%%
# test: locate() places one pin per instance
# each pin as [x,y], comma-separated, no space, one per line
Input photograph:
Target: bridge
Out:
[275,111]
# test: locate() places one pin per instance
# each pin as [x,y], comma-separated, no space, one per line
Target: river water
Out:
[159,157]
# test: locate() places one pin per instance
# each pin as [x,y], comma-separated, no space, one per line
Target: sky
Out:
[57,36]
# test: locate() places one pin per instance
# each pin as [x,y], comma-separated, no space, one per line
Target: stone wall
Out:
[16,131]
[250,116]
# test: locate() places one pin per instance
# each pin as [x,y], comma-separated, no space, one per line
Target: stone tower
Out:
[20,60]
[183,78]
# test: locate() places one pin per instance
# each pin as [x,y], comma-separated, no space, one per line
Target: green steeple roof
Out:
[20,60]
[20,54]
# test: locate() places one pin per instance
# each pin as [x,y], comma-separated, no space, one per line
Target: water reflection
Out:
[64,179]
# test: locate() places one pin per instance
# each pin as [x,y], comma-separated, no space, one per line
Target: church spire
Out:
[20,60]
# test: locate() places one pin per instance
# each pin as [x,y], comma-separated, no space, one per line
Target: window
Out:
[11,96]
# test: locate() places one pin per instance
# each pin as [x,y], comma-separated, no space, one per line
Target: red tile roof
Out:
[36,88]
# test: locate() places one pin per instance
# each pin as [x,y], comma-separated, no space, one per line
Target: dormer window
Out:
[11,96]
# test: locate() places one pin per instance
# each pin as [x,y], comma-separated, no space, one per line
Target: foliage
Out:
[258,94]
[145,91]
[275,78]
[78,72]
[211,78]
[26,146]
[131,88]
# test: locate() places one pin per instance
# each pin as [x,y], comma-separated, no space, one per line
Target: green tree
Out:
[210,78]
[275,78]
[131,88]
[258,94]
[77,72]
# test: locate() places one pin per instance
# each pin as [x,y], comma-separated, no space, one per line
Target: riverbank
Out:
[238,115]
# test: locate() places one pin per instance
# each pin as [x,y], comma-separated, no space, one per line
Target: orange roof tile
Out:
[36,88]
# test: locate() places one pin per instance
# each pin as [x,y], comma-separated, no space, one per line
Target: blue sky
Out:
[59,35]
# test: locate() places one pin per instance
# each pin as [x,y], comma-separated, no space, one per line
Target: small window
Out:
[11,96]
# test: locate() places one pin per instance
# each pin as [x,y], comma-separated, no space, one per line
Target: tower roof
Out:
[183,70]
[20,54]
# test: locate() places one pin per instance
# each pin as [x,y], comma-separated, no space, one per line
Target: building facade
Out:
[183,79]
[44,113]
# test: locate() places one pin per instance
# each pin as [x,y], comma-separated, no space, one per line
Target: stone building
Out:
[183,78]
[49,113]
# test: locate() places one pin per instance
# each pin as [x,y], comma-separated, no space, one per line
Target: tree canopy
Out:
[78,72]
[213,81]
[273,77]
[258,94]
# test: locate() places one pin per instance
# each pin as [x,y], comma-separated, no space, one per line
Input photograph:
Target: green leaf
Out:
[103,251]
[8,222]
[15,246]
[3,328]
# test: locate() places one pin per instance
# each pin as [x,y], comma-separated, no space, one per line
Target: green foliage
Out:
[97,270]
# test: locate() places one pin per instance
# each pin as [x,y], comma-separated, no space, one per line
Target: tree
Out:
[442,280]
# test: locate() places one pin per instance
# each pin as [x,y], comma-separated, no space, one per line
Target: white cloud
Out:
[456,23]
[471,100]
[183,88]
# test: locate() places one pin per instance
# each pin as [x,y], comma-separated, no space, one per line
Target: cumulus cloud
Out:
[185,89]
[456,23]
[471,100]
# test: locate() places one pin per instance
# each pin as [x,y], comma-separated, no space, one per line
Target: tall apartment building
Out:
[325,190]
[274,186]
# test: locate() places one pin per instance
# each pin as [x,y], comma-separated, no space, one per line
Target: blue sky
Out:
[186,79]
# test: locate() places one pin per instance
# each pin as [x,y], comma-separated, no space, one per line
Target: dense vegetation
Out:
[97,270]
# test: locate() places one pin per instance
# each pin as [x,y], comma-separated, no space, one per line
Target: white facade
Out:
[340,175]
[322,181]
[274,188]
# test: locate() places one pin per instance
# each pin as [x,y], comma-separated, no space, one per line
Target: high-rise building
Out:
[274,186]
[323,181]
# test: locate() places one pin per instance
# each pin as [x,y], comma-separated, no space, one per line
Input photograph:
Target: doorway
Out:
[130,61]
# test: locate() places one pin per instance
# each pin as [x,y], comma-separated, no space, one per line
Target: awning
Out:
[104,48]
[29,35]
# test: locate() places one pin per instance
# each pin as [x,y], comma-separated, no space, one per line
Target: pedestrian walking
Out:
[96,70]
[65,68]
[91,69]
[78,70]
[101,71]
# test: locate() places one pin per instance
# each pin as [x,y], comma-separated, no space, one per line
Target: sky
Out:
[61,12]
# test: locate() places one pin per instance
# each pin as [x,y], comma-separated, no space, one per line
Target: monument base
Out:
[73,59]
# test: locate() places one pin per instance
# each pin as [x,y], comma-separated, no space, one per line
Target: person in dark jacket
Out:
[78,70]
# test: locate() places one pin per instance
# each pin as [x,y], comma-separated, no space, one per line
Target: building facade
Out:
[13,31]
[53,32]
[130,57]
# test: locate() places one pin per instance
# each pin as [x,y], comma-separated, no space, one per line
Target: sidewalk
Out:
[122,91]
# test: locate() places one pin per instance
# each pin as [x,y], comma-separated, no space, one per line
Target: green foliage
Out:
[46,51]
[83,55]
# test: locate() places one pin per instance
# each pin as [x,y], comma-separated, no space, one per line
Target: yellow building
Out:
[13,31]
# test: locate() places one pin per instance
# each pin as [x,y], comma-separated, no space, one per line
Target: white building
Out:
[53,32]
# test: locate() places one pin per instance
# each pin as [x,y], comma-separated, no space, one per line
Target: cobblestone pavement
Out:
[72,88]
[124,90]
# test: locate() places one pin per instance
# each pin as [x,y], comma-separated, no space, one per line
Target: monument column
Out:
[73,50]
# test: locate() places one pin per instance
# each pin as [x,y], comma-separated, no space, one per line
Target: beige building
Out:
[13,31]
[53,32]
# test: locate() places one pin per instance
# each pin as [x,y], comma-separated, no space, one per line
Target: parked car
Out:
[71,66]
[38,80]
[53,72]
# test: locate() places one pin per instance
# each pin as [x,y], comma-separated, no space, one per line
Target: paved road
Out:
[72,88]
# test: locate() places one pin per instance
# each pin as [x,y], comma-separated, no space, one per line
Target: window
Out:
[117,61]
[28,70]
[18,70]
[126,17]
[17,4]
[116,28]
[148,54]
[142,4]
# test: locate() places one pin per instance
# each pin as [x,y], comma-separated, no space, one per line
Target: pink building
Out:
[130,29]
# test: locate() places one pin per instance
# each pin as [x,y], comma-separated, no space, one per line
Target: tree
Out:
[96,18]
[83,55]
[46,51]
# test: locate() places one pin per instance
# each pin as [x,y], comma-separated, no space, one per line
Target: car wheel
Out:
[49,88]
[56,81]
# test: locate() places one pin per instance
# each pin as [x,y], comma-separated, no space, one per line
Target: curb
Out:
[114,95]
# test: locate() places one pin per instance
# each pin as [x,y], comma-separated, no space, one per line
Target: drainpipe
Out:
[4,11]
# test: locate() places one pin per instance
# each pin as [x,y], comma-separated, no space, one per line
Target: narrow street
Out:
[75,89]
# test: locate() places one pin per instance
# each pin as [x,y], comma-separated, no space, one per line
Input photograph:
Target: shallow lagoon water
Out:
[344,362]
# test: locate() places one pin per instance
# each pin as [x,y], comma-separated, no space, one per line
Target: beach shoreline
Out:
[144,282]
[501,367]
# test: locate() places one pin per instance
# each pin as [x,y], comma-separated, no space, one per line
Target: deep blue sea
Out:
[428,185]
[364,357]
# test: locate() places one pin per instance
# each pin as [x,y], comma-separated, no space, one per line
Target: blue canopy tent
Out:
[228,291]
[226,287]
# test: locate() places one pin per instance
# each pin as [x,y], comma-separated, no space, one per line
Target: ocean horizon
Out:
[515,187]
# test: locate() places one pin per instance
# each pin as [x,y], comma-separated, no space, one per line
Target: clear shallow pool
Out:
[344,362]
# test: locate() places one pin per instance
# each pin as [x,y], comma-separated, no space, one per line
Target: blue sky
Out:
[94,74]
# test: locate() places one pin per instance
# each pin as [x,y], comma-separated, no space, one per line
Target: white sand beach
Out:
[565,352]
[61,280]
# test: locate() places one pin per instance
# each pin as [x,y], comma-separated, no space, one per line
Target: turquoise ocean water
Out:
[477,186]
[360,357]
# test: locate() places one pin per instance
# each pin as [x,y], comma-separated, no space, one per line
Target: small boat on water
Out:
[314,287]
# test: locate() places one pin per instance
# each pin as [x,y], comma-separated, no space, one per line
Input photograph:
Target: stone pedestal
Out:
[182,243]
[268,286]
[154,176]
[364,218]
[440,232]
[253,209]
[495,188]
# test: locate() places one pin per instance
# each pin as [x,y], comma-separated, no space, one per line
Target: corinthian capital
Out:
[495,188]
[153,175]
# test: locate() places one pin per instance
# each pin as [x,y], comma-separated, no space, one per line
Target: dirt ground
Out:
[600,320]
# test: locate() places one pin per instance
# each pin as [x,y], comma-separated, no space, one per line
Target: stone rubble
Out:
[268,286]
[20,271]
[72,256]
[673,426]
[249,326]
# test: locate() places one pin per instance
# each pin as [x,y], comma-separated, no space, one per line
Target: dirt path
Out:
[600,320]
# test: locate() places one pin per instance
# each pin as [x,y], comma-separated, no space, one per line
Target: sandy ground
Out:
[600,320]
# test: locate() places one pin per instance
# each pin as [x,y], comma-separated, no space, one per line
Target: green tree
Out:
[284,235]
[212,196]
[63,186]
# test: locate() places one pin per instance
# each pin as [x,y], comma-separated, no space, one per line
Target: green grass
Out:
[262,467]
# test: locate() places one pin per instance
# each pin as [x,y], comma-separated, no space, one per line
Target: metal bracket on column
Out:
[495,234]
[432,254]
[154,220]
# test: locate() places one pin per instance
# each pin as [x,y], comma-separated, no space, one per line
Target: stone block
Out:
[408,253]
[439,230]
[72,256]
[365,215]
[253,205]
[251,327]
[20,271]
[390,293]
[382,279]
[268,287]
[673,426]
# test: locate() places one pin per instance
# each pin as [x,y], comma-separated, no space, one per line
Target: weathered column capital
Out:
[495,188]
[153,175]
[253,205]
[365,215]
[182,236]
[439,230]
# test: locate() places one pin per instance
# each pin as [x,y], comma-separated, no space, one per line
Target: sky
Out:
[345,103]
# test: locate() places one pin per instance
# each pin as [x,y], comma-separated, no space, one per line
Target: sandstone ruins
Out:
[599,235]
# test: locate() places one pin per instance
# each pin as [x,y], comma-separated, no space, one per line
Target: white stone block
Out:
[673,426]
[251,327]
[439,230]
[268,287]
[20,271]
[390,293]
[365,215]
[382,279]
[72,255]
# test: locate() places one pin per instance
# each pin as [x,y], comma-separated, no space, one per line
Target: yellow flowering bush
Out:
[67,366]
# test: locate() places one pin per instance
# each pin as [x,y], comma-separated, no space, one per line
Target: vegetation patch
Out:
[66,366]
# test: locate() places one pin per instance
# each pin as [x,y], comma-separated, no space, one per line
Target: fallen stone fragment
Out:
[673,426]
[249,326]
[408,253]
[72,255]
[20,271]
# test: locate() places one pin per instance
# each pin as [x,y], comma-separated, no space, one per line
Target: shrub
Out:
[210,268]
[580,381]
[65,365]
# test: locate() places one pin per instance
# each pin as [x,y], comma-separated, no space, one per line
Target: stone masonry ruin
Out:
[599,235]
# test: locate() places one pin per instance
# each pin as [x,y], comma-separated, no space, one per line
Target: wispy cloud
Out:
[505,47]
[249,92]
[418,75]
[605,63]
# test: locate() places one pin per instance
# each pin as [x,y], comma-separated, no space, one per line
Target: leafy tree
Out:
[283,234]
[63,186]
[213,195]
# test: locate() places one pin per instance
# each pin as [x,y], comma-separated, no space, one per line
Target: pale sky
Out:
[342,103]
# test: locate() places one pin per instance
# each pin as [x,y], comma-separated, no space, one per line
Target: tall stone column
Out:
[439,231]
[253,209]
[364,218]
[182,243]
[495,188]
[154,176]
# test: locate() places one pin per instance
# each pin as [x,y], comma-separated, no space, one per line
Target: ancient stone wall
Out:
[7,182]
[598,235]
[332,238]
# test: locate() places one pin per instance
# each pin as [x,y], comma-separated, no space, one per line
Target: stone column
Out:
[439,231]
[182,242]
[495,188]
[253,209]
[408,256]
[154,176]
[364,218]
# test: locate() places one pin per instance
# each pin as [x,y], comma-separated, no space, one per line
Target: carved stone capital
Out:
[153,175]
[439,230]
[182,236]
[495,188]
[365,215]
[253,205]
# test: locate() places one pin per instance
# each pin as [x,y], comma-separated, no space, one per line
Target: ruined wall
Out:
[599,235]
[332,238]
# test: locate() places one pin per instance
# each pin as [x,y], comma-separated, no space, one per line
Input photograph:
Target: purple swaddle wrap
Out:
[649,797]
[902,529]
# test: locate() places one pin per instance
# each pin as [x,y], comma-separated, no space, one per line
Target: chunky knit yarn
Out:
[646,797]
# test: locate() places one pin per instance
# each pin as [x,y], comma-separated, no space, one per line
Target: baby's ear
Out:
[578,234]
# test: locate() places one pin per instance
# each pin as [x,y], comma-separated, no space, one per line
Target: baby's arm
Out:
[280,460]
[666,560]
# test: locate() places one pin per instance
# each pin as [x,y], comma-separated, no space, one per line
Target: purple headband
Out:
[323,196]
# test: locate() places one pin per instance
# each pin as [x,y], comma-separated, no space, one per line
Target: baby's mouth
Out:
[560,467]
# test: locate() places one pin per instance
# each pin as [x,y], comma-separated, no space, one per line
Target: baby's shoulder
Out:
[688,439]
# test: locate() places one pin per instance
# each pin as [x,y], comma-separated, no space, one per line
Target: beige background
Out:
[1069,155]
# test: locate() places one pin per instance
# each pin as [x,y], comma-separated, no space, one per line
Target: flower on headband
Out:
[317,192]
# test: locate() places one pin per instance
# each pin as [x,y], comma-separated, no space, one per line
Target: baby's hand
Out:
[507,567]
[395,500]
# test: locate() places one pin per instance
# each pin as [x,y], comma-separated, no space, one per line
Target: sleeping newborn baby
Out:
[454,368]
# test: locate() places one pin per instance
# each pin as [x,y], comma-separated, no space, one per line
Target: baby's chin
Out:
%%
What to produce:
Lines with the word "tile" in them are the answer; report each one from the data.

Final answer:
Target: red tile roof
Target: orange roof tile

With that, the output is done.